_WHAT IS EXPECTED:_
Count the lines in the items that contain the string "crate", treating uppercase and lowercase as different. Give only the number.

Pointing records
* BEGIN *

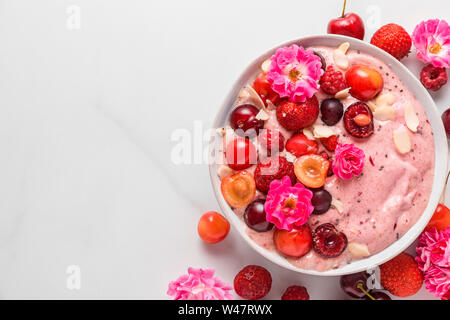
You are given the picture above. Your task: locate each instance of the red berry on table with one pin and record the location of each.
(295, 293)
(321, 201)
(241, 154)
(239, 189)
(255, 216)
(393, 39)
(273, 168)
(294, 243)
(332, 81)
(299, 145)
(328, 241)
(295, 116)
(364, 82)
(433, 78)
(272, 141)
(401, 276)
(330, 143)
(244, 118)
(352, 127)
(253, 282)
(331, 111)
(440, 219)
(355, 284)
(446, 121)
(213, 227)
(348, 24)
(262, 87)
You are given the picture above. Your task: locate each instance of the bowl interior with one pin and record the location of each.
(440, 142)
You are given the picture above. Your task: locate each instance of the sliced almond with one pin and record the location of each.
(384, 113)
(308, 133)
(249, 95)
(338, 205)
(290, 157)
(224, 171)
(385, 99)
(321, 131)
(262, 115)
(402, 141)
(411, 118)
(359, 250)
(340, 59)
(343, 94)
(372, 105)
(265, 65)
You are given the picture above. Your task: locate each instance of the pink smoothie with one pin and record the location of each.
(382, 204)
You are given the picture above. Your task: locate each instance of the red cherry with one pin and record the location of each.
(299, 145)
(349, 24)
(244, 118)
(213, 227)
(440, 219)
(262, 87)
(294, 243)
(365, 82)
(241, 154)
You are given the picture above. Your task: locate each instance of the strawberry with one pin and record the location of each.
(298, 115)
(393, 39)
(330, 143)
(295, 293)
(252, 282)
(274, 168)
(401, 276)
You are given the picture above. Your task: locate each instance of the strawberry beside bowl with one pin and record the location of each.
(440, 155)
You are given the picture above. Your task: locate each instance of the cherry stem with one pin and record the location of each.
(343, 9)
(361, 287)
(445, 187)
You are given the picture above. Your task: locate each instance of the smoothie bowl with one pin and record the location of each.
(329, 156)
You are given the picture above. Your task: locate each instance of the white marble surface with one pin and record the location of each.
(86, 119)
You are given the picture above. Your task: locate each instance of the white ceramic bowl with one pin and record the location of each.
(440, 143)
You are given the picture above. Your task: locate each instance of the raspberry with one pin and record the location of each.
(433, 78)
(274, 168)
(332, 81)
(296, 116)
(330, 143)
(252, 282)
(295, 293)
(393, 39)
(352, 127)
(401, 276)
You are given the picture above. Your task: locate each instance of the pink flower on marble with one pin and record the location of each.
(432, 41)
(286, 205)
(199, 284)
(348, 161)
(294, 73)
(433, 258)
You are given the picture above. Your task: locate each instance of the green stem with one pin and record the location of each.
(343, 10)
(361, 287)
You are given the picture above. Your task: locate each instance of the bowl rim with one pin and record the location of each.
(440, 163)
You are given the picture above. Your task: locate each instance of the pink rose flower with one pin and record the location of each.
(199, 284)
(294, 73)
(348, 161)
(286, 205)
(433, 258)
(432, 41)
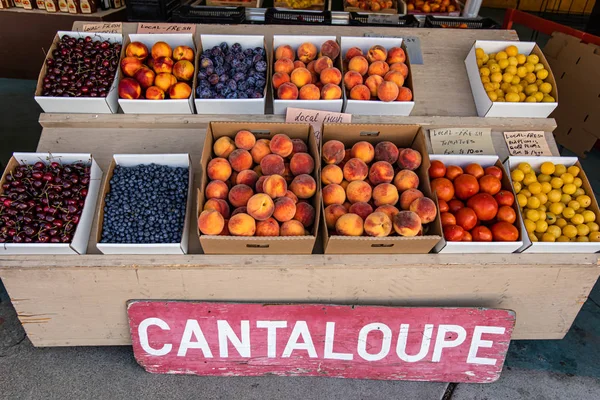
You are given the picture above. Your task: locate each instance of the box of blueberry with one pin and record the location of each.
(145, 205)
(232, 74)
(47, 203)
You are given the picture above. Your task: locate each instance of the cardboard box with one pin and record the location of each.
(82, 232)
(556, 247)
(402, 136)
(91, 105)
(280, 106)
(487, 108)
(131, 160)
(576, 67)
(232, 106)
(167, 106)
(481, 247)
(254, 244)
(376, 107)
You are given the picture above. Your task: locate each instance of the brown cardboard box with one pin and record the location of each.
(576, 67)
(402, 136)
(260, 245)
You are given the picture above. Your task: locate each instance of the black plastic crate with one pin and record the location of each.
(472, 23)
(403, 21)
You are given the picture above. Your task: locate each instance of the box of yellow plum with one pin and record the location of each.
(503, 73)
(557, 204)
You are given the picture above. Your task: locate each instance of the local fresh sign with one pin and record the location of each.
(399, 343)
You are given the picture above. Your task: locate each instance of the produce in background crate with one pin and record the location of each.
(156, 74)
(473, 204)
(259, 187)
(513, 77)
(373, 191)
(310, 77)
(554, 204)
(379, 74)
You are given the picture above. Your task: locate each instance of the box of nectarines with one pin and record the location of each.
(376, 195)
(477, 204)
(377, 76)
(157, 74)
(557, 204)
(259, 191)
(306, 73)
(80, 73)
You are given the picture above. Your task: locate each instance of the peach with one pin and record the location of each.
(285, 209)
(359, 64)
(406, 179)
(223, 146)
(333, 152)
(260, 206)
(349, 224)
(287, 91)
(218, 169)
(268, 227)
(409, 159)
(303, 186)
(387, 91)
(408, 196)
(242, 225)
(425, 208)
(407, 223)
(307, 52)
(355, 170)
(211, 222)
(272, 164)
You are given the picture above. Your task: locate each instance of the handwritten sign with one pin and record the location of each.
(316, 118)
(527, 143)
(162, 27)
(104, 27)
(462, 141)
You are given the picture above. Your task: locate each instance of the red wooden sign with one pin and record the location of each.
(396, 343)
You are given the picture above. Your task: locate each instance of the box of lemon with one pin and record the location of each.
(503, 73)
(557, 204)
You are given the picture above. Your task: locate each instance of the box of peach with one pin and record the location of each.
(477, 204)
(79, 74)
(157, 74)
(306, 73)
(376, 195)
(377, 78)
(259, 191)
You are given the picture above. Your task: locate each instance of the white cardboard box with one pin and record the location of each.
(92, 105)
(131, 160)
(487, 108)
(557, 247)
(82, 232)
(280, 106)
(376, 107)
(479, 247)
(232, 106)
(167, 106)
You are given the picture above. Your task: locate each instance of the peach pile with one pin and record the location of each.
(379, 74)
(373, 190)
(473, 204)
(310, 77)
(259, 187)
(156, 75)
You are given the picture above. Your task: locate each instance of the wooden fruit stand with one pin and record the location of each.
(81, 300)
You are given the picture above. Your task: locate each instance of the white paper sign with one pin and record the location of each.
(462, 141)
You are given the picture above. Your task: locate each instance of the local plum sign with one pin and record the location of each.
(396, 343)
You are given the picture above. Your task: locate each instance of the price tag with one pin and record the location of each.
(527, 143)
(316, 118)
(161, 27)
(462, 141)
(104, 27)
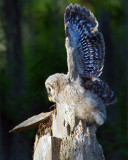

* END *

_REPLY TO THE EXERCISE:_
2